How to complete this task — Print, please, the line that contains "Where can you find the black loudspeaker" and each line after it to the end of the entries, unchanged and with nothing else.

Supplied data —
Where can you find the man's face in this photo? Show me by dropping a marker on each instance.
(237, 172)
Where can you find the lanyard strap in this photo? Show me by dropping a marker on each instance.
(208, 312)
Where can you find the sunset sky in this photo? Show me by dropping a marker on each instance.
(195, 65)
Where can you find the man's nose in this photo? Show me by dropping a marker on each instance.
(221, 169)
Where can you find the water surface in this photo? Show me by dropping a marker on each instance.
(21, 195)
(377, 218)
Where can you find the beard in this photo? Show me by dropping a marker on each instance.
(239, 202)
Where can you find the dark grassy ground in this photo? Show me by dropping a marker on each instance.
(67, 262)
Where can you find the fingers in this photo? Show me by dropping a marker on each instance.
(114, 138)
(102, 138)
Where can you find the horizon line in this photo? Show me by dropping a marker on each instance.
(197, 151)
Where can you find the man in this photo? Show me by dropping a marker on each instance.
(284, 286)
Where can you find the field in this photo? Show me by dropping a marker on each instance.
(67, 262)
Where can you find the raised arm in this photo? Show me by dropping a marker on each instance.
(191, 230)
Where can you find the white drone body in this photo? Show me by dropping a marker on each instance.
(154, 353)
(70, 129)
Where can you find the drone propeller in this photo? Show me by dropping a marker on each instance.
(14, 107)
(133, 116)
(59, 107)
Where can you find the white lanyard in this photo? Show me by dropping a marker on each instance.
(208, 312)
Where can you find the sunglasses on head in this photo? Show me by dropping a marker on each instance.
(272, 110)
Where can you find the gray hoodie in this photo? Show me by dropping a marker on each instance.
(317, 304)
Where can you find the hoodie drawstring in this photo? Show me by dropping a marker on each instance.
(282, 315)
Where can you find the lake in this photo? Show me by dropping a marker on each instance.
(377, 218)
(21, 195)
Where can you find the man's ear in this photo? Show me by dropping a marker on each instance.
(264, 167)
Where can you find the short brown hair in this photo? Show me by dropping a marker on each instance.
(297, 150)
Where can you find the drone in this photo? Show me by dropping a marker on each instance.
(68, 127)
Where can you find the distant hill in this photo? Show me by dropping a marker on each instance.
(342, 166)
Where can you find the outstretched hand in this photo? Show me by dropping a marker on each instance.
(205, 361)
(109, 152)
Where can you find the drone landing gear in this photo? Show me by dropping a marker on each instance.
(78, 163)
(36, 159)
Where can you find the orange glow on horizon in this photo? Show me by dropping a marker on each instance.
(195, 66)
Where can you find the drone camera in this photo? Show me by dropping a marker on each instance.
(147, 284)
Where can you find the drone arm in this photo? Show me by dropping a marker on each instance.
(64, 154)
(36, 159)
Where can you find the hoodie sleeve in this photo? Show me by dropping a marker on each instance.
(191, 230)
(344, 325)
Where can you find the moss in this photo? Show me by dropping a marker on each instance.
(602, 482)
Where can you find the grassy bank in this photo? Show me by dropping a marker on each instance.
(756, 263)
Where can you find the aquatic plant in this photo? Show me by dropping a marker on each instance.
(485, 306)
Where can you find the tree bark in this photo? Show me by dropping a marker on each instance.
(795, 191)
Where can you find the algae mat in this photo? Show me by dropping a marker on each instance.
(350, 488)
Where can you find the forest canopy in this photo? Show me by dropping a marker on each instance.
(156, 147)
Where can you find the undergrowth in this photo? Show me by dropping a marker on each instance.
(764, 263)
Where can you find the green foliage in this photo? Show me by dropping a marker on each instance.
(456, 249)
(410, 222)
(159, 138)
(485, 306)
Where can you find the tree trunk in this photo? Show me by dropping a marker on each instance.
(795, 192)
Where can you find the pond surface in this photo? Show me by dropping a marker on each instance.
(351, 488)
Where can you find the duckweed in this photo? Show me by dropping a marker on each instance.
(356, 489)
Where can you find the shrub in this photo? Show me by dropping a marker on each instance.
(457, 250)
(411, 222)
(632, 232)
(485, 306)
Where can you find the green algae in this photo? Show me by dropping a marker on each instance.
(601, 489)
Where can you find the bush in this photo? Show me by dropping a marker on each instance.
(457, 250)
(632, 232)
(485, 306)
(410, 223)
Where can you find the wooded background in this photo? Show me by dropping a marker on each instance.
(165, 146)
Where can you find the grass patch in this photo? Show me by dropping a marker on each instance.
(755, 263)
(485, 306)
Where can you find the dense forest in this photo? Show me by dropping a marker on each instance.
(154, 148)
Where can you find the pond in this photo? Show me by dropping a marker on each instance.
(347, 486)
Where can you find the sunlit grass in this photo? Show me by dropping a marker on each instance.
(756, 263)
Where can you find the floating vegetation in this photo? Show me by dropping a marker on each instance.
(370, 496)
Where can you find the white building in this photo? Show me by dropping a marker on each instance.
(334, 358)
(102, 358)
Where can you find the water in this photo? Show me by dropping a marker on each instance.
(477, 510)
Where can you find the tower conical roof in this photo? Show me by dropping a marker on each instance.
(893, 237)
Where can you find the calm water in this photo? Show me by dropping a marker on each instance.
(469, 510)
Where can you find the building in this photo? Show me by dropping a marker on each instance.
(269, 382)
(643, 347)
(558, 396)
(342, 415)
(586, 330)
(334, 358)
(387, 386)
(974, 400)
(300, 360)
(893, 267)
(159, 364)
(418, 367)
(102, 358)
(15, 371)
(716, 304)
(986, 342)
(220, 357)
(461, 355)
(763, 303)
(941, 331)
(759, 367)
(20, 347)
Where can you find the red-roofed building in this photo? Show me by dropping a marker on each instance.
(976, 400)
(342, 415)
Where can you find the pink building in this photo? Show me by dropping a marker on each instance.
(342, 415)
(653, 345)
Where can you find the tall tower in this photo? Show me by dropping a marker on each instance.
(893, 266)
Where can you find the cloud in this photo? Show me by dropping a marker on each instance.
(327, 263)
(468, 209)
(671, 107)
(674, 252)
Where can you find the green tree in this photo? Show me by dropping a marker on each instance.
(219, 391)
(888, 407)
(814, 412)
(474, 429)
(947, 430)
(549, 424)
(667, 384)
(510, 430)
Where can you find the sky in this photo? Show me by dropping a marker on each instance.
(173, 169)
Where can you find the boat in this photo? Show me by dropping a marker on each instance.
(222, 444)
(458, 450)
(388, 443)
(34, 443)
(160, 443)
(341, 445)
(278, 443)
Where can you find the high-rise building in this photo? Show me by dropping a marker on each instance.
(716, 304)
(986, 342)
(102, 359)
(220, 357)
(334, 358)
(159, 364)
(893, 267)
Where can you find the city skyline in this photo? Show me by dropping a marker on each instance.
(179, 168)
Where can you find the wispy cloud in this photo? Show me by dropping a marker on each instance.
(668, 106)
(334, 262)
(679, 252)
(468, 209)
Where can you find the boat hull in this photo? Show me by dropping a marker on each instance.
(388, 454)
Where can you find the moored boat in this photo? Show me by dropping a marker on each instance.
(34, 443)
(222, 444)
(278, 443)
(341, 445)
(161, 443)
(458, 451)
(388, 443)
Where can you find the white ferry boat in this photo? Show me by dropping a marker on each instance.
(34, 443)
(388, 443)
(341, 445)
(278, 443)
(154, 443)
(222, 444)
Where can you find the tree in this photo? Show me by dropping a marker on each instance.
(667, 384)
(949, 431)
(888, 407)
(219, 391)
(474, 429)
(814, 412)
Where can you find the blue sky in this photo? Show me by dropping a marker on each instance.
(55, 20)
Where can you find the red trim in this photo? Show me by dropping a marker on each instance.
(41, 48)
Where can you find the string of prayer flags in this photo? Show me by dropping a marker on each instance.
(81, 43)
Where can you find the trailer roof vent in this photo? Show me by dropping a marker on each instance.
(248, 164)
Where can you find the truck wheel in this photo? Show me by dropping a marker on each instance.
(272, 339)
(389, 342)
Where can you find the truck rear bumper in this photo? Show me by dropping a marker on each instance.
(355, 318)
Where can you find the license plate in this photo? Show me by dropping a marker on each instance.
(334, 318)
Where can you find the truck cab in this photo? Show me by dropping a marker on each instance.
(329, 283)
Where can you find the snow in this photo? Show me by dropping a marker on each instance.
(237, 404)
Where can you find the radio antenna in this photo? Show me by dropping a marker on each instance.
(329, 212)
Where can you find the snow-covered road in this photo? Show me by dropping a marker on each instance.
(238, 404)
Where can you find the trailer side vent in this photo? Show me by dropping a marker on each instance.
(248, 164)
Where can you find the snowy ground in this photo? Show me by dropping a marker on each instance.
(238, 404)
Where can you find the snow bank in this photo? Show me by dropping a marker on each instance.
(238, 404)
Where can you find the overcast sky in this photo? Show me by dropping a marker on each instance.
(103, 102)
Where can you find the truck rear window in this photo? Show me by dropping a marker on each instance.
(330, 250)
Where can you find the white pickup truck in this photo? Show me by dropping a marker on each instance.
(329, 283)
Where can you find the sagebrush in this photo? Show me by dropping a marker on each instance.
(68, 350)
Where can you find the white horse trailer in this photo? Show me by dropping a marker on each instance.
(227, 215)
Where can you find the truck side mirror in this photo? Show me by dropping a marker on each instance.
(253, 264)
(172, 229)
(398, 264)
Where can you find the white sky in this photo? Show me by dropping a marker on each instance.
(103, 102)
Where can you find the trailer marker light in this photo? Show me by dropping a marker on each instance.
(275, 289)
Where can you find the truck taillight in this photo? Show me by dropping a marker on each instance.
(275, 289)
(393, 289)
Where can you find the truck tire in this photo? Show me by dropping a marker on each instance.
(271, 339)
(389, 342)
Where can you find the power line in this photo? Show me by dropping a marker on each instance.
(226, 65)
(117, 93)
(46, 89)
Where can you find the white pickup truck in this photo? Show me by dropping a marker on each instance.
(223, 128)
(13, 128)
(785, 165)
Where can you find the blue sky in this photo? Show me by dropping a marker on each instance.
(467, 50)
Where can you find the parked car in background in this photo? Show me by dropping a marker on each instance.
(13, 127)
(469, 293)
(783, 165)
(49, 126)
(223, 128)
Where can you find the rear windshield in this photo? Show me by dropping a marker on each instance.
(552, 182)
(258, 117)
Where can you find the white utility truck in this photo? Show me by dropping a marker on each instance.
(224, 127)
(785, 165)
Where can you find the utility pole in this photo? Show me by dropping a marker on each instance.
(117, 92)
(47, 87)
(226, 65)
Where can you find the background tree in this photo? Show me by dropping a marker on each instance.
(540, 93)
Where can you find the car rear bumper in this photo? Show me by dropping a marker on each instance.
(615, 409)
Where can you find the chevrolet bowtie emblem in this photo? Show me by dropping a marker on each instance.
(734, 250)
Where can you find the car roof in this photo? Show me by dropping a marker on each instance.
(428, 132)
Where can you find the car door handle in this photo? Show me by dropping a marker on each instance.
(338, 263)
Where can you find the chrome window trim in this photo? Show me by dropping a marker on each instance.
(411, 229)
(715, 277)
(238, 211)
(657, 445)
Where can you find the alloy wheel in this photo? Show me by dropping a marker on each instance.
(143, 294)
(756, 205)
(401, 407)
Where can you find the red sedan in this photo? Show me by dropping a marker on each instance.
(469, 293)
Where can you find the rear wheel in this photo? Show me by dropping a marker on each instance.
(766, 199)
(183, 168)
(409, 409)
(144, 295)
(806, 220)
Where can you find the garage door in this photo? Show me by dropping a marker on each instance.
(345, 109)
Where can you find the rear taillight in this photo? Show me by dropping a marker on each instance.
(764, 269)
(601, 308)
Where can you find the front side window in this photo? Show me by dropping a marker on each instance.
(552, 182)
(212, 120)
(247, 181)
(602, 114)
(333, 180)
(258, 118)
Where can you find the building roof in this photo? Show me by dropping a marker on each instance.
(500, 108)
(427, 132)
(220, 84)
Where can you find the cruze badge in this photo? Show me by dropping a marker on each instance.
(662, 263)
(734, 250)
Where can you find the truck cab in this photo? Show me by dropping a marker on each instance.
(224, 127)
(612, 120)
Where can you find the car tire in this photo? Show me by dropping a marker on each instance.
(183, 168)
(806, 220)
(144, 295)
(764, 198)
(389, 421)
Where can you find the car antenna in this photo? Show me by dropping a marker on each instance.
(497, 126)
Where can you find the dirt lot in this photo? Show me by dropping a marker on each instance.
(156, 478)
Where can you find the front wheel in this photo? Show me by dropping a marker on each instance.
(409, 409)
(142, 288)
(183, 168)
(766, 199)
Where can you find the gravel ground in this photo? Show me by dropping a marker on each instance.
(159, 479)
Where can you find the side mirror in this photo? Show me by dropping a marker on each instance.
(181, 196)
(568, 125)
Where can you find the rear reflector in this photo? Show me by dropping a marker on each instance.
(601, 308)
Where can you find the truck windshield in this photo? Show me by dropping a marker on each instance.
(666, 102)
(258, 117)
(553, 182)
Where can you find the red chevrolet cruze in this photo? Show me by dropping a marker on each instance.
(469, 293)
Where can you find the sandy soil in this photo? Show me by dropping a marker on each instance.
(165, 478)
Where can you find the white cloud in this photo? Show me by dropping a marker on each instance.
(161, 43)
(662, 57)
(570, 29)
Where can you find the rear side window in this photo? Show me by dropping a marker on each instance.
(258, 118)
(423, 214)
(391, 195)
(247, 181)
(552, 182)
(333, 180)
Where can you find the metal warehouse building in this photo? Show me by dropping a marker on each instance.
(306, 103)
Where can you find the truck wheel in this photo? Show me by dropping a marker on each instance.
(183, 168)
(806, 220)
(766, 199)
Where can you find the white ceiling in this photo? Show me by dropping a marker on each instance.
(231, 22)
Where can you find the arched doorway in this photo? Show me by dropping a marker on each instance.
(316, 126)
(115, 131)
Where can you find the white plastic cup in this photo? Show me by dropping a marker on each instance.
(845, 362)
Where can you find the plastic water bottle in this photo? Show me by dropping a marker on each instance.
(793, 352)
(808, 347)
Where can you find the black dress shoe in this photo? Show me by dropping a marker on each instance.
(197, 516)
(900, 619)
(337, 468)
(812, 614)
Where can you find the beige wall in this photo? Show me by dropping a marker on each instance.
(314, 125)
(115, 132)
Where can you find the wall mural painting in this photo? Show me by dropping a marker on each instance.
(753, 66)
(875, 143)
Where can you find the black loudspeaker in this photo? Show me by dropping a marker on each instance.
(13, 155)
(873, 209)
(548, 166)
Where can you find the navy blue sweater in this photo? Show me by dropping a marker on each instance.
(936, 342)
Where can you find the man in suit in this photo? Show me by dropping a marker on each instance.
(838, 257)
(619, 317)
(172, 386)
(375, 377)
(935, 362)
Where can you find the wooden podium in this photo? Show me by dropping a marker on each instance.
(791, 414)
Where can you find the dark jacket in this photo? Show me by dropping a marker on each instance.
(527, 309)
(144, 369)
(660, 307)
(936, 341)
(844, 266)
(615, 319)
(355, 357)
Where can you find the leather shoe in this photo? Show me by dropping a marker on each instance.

Answer to this problem —
Where can you find the black loudspeaker in this photo? Show me by dropping a marker on each instance.
(13, 155)
(873, 209)
(548, 166)
Where can you find the navy blue sweater in this photo? Show me by dropping a marker on each instance.
(936, 342)
Where can you find the man in suit in this photo? Show me by dropping a marker on each instance.
(838, 257)
(619, 317)
(172, 386)
(375, 377)
(935, 362)
Where can you find the wooden podium in this photo? Show me by dropping a marker on each instance.
(791, 414)
Where can you find the dark jacket in this photo? Show me by dropping a marker on each instance.
(527, 309)
(144, 369)
(660, 307)
(936, 341)
(844, 266)
(615, 319)
(355, 357)
Where can you find the leather shoe in this photo? Show me by dropping a marker on each instance.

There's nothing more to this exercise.